> Document
(begin)

Kotlinx.coroutines: Accessing throw-site MDC context in "global" exception handler

Created on 3 Nov 2020 · 10Comments · Source: Kotlin/kotlinx.coroutines

I am trying to enrich an application with some MDC context in order to make debugging issues easier.
My goal is to be able to log the MDC context from the point where an exception was thrown alongside the error.

In a non-coroutine world, that is easily possible by only popping the MDC entries when your block of code finishes successfully, but not on error. Your catch on the outermost level or a global exception handler would then still be able to "see" the MDC context from the throw site because it is left intact.

In a coroutine world, we have to wrap our suspend functions with withContext(MDCContext()) {} in order to bridge the ThreadLocal gap. But that means that whenever the coroutine resumes, the MDCContext will be restored to what it was when the MDCContext() was instantiated.

I tried using CoroutineExceptionHandler and supervisorScope to achieve the desired behaviour because I thought the coroutineContext passed to the CoroutineExceptionHandler would refer to the coroutine that failed (so I could get the MDCContext element in there), but it seems to be the supervisor job's coroutineContext.

I _could_ wrap every body inside withContext(MDCContext()) with a try/catch, log the error there and then rethrow, but that would mean I log the exception N times for N levels of nested MDCContexts, which is unsatisfying.

Any help on how I could achieve this will be greatly appreciated, I am out of ideas.

Please take a look at the following sample code to get an idea of what I am trying to achieve:

import kotlinx.coroutines.runBlocking
import kotlinx.coroutines.slf4j.MDCContext
import kotlinx.coroutines.withContext
import org.slf4j.Logger
import org.slf4j.LoggerFactory
import org.slf4j.MDC

private val logger: Logger = LoggerFactory.getLogger("test")

suspend fun deepInSomeOtherCode() {
    MDC.put("nesting", "deeper")
    withContext(MDCContext()) {
        logger.info("deep in the code")
        throw Exception("Oh noes, a bug!")
    }
}

fun main() {
    runBlocking {
        try {
            MDC.put("additional", "info")
            withContext(MDCContext()) {
                // do something
                logger.info("I swear I am useful")

(end)

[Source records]

(begin)

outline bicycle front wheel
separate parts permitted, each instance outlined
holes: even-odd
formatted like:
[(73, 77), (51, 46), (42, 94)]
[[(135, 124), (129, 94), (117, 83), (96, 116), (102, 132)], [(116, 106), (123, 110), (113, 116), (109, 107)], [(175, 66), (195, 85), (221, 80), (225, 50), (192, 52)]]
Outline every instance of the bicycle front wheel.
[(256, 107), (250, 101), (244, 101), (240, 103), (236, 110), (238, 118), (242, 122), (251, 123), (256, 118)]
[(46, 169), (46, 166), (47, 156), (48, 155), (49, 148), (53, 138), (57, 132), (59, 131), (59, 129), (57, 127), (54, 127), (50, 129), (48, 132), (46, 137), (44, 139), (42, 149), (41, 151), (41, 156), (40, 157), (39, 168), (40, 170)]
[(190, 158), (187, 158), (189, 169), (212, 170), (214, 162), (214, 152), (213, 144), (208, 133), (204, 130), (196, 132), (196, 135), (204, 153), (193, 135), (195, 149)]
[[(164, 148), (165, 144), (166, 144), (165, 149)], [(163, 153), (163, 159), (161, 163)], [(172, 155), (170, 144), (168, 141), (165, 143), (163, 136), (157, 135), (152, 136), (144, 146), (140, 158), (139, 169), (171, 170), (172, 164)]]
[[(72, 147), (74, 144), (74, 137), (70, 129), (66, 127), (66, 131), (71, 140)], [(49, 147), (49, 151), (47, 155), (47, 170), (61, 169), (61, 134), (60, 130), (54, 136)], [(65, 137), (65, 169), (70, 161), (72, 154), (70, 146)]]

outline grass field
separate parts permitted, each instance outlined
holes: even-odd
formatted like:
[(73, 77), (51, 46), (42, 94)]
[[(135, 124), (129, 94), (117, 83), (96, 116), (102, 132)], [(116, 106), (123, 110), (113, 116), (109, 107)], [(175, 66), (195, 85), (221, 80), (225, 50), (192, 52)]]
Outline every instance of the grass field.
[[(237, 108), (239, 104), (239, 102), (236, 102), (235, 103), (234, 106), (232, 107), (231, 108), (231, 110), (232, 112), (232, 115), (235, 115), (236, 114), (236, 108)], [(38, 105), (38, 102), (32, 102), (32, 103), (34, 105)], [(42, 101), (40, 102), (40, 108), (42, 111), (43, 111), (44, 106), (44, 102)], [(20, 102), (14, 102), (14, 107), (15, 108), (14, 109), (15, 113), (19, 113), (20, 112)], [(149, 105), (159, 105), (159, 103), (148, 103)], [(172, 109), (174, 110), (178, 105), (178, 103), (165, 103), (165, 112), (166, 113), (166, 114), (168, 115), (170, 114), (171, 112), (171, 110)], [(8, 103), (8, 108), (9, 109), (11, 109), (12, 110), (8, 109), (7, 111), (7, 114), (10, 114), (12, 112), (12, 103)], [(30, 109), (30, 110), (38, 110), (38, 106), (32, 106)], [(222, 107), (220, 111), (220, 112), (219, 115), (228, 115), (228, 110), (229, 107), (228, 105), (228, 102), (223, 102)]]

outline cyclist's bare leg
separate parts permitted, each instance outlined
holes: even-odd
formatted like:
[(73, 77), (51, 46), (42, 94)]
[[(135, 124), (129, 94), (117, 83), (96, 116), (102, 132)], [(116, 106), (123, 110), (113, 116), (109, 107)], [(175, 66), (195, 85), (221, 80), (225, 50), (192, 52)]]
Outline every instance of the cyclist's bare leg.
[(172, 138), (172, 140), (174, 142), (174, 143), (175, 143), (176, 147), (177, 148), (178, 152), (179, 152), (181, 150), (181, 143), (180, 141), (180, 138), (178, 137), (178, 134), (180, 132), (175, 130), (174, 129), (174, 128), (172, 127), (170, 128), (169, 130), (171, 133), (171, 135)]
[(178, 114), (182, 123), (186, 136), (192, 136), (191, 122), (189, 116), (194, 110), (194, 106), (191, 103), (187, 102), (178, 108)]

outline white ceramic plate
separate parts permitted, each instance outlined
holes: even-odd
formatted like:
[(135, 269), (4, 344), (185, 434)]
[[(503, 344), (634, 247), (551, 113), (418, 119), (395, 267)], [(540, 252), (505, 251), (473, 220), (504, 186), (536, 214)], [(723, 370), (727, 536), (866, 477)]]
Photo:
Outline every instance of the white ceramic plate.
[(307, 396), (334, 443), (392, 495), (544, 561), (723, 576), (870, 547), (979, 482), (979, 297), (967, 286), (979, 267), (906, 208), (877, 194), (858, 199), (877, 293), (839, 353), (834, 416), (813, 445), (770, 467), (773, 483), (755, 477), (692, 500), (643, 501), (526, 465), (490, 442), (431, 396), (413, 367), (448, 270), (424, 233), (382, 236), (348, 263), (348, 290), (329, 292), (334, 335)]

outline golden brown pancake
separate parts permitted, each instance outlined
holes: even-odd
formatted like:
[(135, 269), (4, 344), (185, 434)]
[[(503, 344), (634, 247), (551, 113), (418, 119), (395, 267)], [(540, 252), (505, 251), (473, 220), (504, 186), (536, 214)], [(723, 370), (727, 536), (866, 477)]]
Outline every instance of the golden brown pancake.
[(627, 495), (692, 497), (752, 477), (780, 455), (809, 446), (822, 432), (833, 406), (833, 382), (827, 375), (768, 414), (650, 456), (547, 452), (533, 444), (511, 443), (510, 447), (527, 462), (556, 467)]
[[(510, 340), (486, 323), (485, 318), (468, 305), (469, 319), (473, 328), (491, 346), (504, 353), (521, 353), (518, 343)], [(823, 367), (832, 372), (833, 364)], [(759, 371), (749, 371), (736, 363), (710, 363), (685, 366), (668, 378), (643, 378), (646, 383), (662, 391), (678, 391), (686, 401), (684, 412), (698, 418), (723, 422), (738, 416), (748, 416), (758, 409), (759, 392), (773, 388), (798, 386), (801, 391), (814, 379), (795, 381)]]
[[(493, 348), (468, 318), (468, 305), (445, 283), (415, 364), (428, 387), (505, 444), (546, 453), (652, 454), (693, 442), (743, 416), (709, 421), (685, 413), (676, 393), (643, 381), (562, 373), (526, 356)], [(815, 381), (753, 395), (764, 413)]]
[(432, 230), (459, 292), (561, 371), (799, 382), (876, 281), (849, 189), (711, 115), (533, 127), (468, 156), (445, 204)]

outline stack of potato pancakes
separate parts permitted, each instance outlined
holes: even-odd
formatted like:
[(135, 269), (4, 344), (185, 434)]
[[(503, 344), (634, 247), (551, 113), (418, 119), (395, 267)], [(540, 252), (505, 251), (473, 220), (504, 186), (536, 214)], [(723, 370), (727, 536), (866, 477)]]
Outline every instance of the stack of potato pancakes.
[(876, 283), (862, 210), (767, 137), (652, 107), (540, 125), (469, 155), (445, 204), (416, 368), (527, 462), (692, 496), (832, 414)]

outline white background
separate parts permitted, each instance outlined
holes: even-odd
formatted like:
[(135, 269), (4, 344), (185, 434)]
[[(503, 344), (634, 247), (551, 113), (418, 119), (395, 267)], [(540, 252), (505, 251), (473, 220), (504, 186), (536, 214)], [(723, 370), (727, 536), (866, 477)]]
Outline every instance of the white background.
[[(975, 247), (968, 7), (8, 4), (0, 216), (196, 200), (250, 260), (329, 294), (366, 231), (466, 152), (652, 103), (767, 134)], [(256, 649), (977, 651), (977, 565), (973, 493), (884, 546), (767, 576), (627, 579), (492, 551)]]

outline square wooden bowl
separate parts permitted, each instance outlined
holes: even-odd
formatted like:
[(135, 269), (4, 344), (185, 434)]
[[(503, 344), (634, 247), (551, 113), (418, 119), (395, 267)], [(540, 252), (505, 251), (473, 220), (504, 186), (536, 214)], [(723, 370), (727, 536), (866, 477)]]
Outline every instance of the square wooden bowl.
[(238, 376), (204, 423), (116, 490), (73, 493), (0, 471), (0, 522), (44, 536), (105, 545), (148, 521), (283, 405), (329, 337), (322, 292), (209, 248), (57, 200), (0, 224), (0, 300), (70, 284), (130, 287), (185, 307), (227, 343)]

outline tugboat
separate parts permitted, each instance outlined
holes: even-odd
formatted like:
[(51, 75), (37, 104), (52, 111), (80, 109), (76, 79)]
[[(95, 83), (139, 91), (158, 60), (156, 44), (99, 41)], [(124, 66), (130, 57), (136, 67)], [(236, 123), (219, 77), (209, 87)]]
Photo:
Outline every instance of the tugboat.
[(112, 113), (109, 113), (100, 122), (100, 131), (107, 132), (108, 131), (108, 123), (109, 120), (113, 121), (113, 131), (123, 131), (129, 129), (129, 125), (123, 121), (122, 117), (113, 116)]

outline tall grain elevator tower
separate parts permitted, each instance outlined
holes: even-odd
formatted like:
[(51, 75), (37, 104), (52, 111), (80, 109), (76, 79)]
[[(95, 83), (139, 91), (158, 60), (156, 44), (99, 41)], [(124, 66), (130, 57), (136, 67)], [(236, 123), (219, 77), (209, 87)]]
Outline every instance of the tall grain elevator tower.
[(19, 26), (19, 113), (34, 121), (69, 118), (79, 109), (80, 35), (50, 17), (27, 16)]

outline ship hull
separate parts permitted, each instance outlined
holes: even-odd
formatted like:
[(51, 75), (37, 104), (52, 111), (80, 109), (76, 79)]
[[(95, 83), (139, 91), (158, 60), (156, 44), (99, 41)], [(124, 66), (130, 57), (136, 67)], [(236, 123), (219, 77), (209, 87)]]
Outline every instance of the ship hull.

(end)

> What to work on
(1) List every import statement in the sample code of the post about accessing MDC context in a coroutine exception handler.
(2) Carry on the post about accessing MDC context in a coroutine exception handler from the point where it stops.

> Expected answers
(1)
import kotlinx.coroutines.runBlocking
import kotlinx.coroutines.slf4j.MDCContext
import kotlinx.coroutines.withContext
import org.slf4j.Logger
import org.slf4j.LoggerFactory
import org.slf4j.MDC

(2)
                deepInSomeOtherCode()
            }
        } catch (e: Exception) {
            // I want to be able to log the MDC Context from
            // where the exception occurred (the innermost coroutine context)
            // alongside with this error message. So MDC context should be
            // "additional": "info"
            // "nesting": "deeper"
            // but with this code, MDC will only contain "additional": "info"
            // because MDCContext() will always install the MDC the coroutine was created with
            // upon resuming, so you will always end up with the MDC from the outermost MDCContext()
            logger.error("An error occurred", e)
        }
    }
}

question waiting for clarification

Source

luqasn

All 10 comments

I'd suggest to enrich the exception with the context. This can be done by implementating a function like this and using it every time you need to adjust the context. Something like this:

suspend fun <T> withMDC(key: String, value: String, block: suspend CoroutineScope.() -> T): T {
    val newMap = MDC.getCopyOfContextMap() + mapOf(key, value)
    return try { 
        withContext(MDCContext(newMap), block)
    } catch(e: Throwable) {
       throw enrichExceptionWithContext(e, "$key = $value") // enrich & rethrow
    }
}

There are different approaches to implement enrichExceptionWithContext function that you can choose based on your project's needs and preferences:

You can copy and recreate the exception similarly to how coroutines do it in debug mode, adding context information to the exception's message.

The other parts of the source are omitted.